Please reproduce the lines starting at the one that contains "In this picture, where can the beige" and ending at the final line, offsetting each coordinate by adding 76 to it and leaving all other text unchanged.

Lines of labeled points
****************

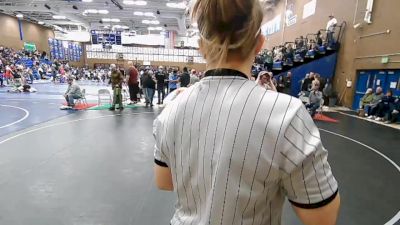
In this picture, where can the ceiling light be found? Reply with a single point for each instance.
(94, 11)
(180, 5)
(102, 11)
(111, 20)
(155, 22)
(57, 17)
(130, 2)
(155, 28)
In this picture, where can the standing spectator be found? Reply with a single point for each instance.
(233, 156)
(315, 98)
(288, 83)
(281, 84)
(149, 86)
(306, 86)
(330, 30)
(185, 78)
(116, 83)
(193, 77)
(327, 92)
(8, 74)
(173, 81)
(367, 98)
(393, 115)
(383, 106)
(73, 92)
(160, 77)
(133, 83)
(1, 76)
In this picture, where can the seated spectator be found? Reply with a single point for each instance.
(393, 115)
(1, 77)
(376, 98)
(193, 77)
(315, 98)
(383, 107)
(367, 98)
(265, 80)
(73, 92)
(269, 61)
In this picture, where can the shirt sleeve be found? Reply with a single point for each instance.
(307, 177)
(160, 157)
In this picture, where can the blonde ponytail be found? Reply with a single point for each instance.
(227, 26)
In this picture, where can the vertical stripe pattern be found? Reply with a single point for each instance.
(236, 151)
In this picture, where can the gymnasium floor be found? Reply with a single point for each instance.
(96, 167)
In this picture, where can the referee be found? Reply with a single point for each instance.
(230, 149)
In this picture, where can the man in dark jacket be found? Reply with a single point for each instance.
(133, 83)
(161, 77)
(185, 78)
(116, 83)
(149, 86)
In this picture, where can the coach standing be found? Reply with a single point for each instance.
(133, 83)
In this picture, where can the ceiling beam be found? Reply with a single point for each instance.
(54, 10)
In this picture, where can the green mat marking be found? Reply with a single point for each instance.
(107, 106)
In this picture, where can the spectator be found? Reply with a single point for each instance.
(269, 61)
(149, 86)
(1, 76)
(185, 78)
(224, 157)
(73, 92)
(193, 77)
(383, 107)
(264, 80)
(281, 84)
(160, 77)
(327, 92)
(330, 29)
(376, 98)
(367, 98)
(288, 83)
(315, 98)
(393, 113)
(173, 81)
(133, 83)
(306, 86)
(116, 83)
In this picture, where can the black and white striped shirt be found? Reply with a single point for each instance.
(236, 151)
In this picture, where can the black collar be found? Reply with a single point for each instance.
(225, 72)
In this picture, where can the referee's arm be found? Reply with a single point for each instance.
(308, 180)
(325, 215)
(162, 172)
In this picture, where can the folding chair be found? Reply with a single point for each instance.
(104, 95)
(82, 99)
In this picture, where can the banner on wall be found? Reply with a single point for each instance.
(29, 46)
(272, 26)
(290, 16)
(309, 9)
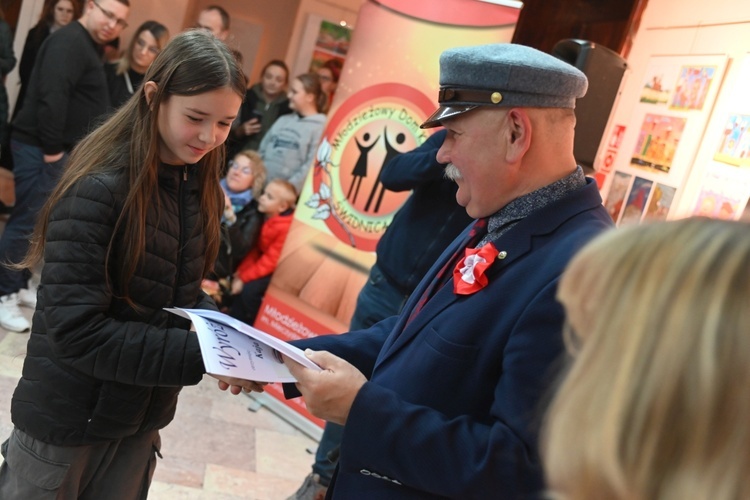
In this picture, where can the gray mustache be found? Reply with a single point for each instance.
(451, 172)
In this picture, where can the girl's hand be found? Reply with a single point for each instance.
(237, 385)
(237, 285)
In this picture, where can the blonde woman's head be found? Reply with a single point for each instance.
(655, 404)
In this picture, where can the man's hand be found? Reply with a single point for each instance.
(252, 126)
(329, 393)
(237, 285)
(237, 385)
(53, 158)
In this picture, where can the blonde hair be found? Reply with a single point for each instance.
(655, 404)
(258, 168)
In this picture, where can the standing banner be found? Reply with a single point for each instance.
(388, 87)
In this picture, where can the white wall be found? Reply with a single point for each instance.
(684, 28)
(171, 14)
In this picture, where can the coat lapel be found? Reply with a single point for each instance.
(512, 245)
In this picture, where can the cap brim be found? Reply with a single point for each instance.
(443, 113)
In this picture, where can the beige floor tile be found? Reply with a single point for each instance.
(215, 449)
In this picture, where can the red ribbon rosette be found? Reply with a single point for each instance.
(468, 276)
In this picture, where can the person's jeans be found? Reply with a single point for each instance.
(34, 180)
(378, 299)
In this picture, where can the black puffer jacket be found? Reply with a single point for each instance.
(96, 369)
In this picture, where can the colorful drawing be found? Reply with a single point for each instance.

****************

:: The result ::
In this picture, where can the beige floor tile be found? Reply with a single point for each instance.
(291, 525)
In this picture, where can the red ribbon rosette be found? Reply with a single point for each instance.
(544, 352)
In this picture, where can the person's jeans be found? Reply with a single point for each instance.
(110, 256)
(454, 375)
In this picture, where can the black puffer jacket be found? Reply with a single point for each instance.
(172, 445)
In this picture, where can the colorful drawing be found? Reply with a single point for each instance.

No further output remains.